* **Datensätze mit beschrifteten Boxen**:
------------------------------------

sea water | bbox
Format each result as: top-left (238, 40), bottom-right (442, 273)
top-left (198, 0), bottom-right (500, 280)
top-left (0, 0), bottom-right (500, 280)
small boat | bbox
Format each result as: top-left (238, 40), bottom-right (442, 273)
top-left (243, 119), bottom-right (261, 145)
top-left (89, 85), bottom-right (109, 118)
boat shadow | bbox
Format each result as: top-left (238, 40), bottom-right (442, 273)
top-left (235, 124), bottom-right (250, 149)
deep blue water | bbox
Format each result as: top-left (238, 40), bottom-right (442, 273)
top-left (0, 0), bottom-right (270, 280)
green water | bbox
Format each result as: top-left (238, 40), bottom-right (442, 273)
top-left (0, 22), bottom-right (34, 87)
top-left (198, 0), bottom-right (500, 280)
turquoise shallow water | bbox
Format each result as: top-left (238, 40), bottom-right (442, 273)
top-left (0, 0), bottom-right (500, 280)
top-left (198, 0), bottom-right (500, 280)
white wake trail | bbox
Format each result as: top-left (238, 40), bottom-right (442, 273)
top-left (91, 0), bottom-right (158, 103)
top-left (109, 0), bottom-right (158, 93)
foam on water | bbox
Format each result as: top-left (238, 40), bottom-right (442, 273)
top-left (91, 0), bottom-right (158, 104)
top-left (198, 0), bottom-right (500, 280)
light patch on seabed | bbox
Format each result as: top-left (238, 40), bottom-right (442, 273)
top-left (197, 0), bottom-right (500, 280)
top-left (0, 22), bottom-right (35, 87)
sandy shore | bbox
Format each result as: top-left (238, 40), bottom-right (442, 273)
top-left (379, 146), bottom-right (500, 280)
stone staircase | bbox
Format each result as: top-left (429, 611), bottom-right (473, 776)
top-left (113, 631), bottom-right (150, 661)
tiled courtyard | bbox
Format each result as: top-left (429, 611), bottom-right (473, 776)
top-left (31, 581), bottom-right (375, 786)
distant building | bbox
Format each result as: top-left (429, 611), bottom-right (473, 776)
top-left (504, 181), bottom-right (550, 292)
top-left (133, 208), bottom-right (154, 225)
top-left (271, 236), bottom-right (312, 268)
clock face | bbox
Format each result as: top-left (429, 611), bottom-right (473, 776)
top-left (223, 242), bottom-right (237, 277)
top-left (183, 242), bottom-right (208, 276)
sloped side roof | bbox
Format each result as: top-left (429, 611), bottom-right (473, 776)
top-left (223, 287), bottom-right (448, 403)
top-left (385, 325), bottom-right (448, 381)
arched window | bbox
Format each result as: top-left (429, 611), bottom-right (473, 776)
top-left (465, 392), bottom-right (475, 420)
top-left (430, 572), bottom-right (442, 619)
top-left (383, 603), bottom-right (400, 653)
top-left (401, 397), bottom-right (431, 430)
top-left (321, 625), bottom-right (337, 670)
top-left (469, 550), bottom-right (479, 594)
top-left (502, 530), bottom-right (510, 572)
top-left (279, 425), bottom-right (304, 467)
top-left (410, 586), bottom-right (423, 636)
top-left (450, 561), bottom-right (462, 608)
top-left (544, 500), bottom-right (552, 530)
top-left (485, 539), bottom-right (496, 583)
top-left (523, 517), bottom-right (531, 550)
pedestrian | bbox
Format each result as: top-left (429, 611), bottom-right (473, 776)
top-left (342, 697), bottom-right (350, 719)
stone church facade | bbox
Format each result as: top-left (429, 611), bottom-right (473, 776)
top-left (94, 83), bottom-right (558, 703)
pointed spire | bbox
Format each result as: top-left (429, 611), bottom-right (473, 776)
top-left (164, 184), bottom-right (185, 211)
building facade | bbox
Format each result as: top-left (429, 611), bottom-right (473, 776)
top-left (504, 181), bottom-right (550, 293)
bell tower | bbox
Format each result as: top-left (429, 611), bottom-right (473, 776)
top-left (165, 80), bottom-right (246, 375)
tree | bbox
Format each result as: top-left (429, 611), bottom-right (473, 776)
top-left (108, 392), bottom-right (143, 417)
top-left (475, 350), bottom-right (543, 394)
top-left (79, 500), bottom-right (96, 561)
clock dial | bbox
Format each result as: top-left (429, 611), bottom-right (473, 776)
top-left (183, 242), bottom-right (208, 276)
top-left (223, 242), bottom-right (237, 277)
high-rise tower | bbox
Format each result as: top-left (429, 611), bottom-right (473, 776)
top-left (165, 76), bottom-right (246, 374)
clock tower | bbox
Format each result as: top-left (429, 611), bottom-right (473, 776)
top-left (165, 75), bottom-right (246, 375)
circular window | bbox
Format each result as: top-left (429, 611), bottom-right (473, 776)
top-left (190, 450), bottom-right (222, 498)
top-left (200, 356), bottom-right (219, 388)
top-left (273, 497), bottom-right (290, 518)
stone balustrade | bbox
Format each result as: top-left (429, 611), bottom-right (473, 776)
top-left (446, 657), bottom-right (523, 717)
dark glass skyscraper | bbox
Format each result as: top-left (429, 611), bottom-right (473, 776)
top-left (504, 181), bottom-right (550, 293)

------------------------------------

* **Ziel**: Wie lautet das gesamte Material, wenn du „stone“ überall in „marble“ umbenennst und alles andere unverändert lässt?

* **Antwort**:
sea water | bbox
Format each result as: top-left (238, 40), bottom-right (442, 273)
top-left (198, 0), bottom-right (500, 280)
top-left (0, 0), bottom-right (500, 280)
small boat | bbox
Format each result as: top-left (238, 40), bottom-right (442, 273)
top-left (243, 119), bottom-right (261, 145)
top-left (89, 85), bottom-right (109, 118)
boat shadow | bbox
Format each result as: top-left (238, 40), bottom-right (442, 273)
top-left (235, 124), bottom-right (250, 149)
deep blue water | bbox
Format each result as: top-left (238, 40), bottom-right (442, 273)
top-left (0, 0), bottom-right (270, 280)
green water | bbox
Format each result as: top-left (238, 40), bottom-right (442, 273)
top-left (0, 22), bottom-right (34, 87)
top-left (198, 0), bottom-right (500, 280)
turquoise shallow water | bbox
Format each result as: top-left (238, 40), bottom-right (442, 273)
top-left (0, 0), bottom-right (500, 280)
top-left (198, 0), bottom-right (500, 280)
white wake trail | bbox
Format each result as: top-left (238, 40), bottom-right (442, 273)
top-left (91, 0), bottom-right (158, 103)
top-left (109, 0), bottom-right (158, 93)
foam on water | bbox
Format each result as: top-left (238, 40), bottom-right (442, 273)
top-left (91, 0), bottom-right (158, 104)
top-left (198, 0), bottom-right (500, 280)
light patch on seabed | bbox
Format each result as: top-left (238, 40), bottom-right (442, 273)
top-left (197, 0), bottom-right (500, 280)
top-left (0, 22), bottom-right (35, 87)
sandy shore | bbox
Format each result as: top-left (238, 40), bottom-right (442, 273)
top-left (379, 146), bottom-right (500, 280)
marble staircase | bbox
Format each result as: top-left (429, 611), bottom-right (473, 776)
top-left (113, 631), bottom-right (150, 661)
tiled courtyard | bbox
Format each result as: top-left (429, 611), bottom-right (473, 776)
top-left (31, 581), bottom-right (375, 786)
distant building | bbox
Format each result as: top-left (429, 611), bottom-right (473, 776)
top-left (504, 181), bottom-right (550, 292)
top-left (133, 208), bottom-right (154, 225)
top-left (271, 236), bottom-right (312, 268)
clock face | bbox
Format each result as: top-left (429, 611), bottom-right (473, 776)
top-left (223, 242), bottom-right (237, 277)
top-left (183, 242), bottom-right (208, 276)
sloped side roof | bbox
Format each result as: top-left (429, 611), bottom-right (473, 776)
top-left (223, 287), bottom-right (448, 403)
top-left (385, 325), bottom-right (448, 381)
arched window | bbox
Format each result as: top-left (429, 611), bottom-right (473, 776)
top-left (465, 392), bottom-right (475, 420)
top-left (430, 572), bottom-right (442, 619)
top-left (383, 603), bottom-right (400, 653)
top-left (401, 397), bottom-right (431, 430)
top-left (321, 625), bottom-right (337, 670)
top-left (469, 550), bottom-right (479, 594)
top-left (502, 530), bottom-right (510, 572)
top-left (279, 425), bottom-right (304, 467)
top-left (410, 586), bottom-right (423, 636)
top-left (450, 561), bottom-right (462, 608)
top-left (544, 500), bottom-right (552, 530)
top-left (485, 539), bottom-right (496, 583)
top-left (523, 517), bottom-right (531, 550)
pedestrian | bbox
Format each result as: top-left (429, 611), bottom-right (473, 776)
top-left (342, 697), bottom-right (350, 719)
marble church facade | bbox
Format each result as: top-left (429, 611), bottom-right (473, 776)
top-left (94, 83), bottom-right (558, 703)
pointed spire | bbox
Format each result as: top-left (429, 611), bottom-right (473, 776)
top-left (164, 184), bottom-right (185, 211)
building facade | bbox
Format each result as: top-left (429, 611), bottom-right (473, 776)
top-left (504, 181), bottom-right (550, 293)
bell tower | bbox
Format each result as: top-left (429, 611), bottom-right (473, 776)
top-left (165, 80), bottom-right (246, 375)
tree | bbox
Format each result as: top-left (429, 611), bottom-right (473, 776)
top-left (108, 392), bottom-right (143, 417)
top-left (475, 350), bottom-right (543, 394)
top-left (79, 500), bottom-right (96, 561)
clock dial | bbox
Format each result as: top-left (429, 611), bottom-right (473, 776)
top-left (183, 242), bottom-right (208, 276)
top-left (223, 242), bottom-right (237, 277)
high-rise tower | bbox
Format each result as: top-left (429, 611), bottom-right (473, 776)
top-left (165, 76), bottom-right (246, 374)
clock tower | bbox
Format each result as: top-left (429, 611), bottom-right (473, 776)
top-left (165, 75), bottom-right (246, 375)
circular window | bbox
Format each result as: top-left (429, 611), bottom-right (473, 776)
top-left (190, 450), bottom-right (222, 498)
top-left (200, 356), bottom-right (219, 388)
top-left (273, 497), bottom-right (290, 518)
marble balustrade | bbox
Format each result as: top-left (429, 611), bottom-right (473, 776)
top-left (446, 657), bottom-right (523, 717)
dark glass skyscraper | bbox
Format each result as: top-left (429, 611), bottom-right (473, 776)
top-left (504, 181), bottom-right (550, 293)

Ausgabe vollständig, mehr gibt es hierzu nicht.